_Work to do_
Echo verbatim the lines starting with the one that contains "provide the segmentation of upside" and continuing through the final line, including both of those lines.

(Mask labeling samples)
══════

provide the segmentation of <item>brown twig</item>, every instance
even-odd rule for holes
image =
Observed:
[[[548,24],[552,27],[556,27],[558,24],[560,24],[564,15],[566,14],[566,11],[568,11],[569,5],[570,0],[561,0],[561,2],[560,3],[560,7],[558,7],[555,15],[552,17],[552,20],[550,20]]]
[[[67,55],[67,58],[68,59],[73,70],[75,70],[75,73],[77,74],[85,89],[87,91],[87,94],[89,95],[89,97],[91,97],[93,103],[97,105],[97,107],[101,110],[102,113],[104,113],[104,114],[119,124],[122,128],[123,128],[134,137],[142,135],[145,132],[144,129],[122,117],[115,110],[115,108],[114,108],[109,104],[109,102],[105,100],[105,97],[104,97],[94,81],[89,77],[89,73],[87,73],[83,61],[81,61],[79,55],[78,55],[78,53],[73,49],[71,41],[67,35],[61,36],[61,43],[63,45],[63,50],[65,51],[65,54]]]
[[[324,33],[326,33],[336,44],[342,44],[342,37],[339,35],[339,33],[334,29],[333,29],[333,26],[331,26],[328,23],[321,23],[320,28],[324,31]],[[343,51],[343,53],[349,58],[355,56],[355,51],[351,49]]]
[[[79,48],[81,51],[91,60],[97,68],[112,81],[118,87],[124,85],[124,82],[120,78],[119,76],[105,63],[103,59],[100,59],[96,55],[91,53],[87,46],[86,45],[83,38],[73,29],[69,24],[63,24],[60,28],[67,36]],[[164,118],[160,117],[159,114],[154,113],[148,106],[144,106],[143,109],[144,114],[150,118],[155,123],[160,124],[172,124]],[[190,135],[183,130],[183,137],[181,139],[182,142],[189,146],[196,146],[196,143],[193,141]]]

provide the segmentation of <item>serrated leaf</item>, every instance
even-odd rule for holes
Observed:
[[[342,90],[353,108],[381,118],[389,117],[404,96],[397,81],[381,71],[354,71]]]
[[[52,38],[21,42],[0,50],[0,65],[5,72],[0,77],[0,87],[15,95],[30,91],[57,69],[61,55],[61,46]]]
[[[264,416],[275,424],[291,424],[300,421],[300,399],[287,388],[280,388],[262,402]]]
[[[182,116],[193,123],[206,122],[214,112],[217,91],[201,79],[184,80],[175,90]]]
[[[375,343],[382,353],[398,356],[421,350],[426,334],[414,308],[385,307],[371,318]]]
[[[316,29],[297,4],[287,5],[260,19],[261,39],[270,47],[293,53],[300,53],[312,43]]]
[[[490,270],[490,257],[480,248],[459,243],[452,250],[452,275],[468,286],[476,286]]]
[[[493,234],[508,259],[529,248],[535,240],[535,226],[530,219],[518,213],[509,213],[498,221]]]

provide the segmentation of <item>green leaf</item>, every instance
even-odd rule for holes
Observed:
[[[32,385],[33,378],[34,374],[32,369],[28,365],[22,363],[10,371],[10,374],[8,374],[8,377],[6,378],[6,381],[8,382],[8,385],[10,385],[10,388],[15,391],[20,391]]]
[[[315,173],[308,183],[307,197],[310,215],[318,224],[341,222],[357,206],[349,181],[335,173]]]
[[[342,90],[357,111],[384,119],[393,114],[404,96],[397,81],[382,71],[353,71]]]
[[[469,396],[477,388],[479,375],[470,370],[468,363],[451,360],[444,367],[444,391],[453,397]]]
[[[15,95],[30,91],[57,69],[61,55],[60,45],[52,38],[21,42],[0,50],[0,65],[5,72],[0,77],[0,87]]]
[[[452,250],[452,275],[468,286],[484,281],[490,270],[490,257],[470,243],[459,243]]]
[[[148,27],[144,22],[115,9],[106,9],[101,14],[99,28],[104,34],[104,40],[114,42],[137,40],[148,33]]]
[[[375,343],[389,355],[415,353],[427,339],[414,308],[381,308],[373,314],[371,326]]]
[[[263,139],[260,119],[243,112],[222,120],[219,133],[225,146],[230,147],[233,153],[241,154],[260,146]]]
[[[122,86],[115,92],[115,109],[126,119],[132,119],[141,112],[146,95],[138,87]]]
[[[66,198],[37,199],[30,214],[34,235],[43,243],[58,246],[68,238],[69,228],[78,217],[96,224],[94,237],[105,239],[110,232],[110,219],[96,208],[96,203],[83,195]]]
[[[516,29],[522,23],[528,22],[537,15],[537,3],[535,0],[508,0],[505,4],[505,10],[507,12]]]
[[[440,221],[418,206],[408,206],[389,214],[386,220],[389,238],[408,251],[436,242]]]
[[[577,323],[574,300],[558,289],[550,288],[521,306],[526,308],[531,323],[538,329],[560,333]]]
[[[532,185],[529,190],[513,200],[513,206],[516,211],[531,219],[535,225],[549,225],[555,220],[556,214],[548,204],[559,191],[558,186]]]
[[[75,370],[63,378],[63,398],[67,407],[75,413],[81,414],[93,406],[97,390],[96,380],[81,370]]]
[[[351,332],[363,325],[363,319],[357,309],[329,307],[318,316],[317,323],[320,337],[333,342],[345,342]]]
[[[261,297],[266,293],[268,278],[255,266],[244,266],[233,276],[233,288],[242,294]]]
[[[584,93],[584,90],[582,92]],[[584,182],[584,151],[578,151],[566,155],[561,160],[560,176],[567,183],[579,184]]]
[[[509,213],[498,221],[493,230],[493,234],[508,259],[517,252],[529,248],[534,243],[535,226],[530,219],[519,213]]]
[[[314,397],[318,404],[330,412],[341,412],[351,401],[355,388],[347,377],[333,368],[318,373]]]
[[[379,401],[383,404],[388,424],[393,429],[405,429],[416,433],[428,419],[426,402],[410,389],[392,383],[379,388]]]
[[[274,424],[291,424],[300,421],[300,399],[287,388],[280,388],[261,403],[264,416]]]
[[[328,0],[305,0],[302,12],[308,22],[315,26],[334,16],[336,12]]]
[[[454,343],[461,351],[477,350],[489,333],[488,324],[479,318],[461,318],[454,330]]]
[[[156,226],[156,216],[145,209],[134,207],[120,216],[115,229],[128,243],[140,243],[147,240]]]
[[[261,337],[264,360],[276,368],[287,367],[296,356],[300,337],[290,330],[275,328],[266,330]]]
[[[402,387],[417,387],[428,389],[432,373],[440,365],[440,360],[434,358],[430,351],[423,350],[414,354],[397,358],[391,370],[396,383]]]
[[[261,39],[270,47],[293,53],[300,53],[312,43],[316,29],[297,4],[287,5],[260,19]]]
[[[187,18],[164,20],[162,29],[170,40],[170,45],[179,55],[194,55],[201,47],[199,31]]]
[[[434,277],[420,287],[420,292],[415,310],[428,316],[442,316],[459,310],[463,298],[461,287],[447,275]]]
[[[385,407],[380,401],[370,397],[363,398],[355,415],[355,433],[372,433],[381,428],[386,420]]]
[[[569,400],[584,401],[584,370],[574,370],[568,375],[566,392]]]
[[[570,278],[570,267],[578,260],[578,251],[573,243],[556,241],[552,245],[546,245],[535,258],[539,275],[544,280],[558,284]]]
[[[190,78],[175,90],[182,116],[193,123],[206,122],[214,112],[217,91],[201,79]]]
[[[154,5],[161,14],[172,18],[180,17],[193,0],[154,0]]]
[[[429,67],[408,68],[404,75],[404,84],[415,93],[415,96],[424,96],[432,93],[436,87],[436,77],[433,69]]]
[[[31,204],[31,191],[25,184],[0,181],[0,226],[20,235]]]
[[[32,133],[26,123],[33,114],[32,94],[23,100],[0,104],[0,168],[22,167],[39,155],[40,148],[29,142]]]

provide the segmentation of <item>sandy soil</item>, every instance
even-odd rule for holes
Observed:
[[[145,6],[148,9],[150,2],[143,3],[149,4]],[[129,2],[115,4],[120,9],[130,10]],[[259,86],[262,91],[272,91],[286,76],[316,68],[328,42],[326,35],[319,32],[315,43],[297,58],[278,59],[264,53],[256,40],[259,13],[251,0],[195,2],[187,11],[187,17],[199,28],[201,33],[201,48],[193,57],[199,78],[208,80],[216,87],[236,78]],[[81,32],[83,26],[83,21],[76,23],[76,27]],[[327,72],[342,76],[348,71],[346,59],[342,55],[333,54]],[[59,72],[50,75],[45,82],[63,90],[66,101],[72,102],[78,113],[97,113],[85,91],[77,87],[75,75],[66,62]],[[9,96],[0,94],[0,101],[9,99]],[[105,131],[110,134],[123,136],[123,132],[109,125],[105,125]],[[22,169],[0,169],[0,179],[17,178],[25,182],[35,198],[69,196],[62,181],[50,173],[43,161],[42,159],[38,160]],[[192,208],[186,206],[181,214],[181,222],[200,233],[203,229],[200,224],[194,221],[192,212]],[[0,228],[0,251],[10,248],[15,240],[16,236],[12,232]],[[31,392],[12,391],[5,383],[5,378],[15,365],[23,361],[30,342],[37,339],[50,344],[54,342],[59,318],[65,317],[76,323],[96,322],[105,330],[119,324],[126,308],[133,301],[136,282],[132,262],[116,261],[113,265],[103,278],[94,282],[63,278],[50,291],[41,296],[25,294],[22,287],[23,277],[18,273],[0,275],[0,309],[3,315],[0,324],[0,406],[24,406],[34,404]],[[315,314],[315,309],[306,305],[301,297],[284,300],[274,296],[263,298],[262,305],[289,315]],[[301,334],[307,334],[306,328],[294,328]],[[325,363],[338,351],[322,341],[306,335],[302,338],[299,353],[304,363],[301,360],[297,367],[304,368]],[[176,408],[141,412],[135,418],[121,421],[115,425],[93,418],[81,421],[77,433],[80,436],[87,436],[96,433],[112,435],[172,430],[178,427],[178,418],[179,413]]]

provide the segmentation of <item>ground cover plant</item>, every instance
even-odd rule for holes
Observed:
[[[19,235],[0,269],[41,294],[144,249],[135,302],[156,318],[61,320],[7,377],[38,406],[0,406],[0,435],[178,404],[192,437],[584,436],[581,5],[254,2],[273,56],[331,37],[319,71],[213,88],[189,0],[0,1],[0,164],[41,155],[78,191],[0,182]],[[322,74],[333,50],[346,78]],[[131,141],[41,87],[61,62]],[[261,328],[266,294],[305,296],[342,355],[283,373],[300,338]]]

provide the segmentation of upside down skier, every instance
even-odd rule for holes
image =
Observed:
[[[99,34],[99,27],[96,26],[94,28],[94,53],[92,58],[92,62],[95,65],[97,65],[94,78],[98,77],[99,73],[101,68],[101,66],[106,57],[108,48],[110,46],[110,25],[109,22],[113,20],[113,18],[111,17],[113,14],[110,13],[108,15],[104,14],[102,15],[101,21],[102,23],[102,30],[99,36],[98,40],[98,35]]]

══════

_Written reply_
provide the segmentation of upside down skier, every instance
even-odd rule for holes
image =
Observed:
[[[99,34],[99,27],[96,26],[94,28],[94,53],[92,58],[92,62],[95,65],[97,65],[94,78],[98,77],[99,73],[101,68],[101,66],[106,57],[108,48],[110,46],[110,25],[109,22],[113,20],[113,18],[111,17],[113,14],[110,13],[108,15],[104,14],[102,15],[101,21],[102,23],[102,30],[99,36],[98,40],[98,35]]]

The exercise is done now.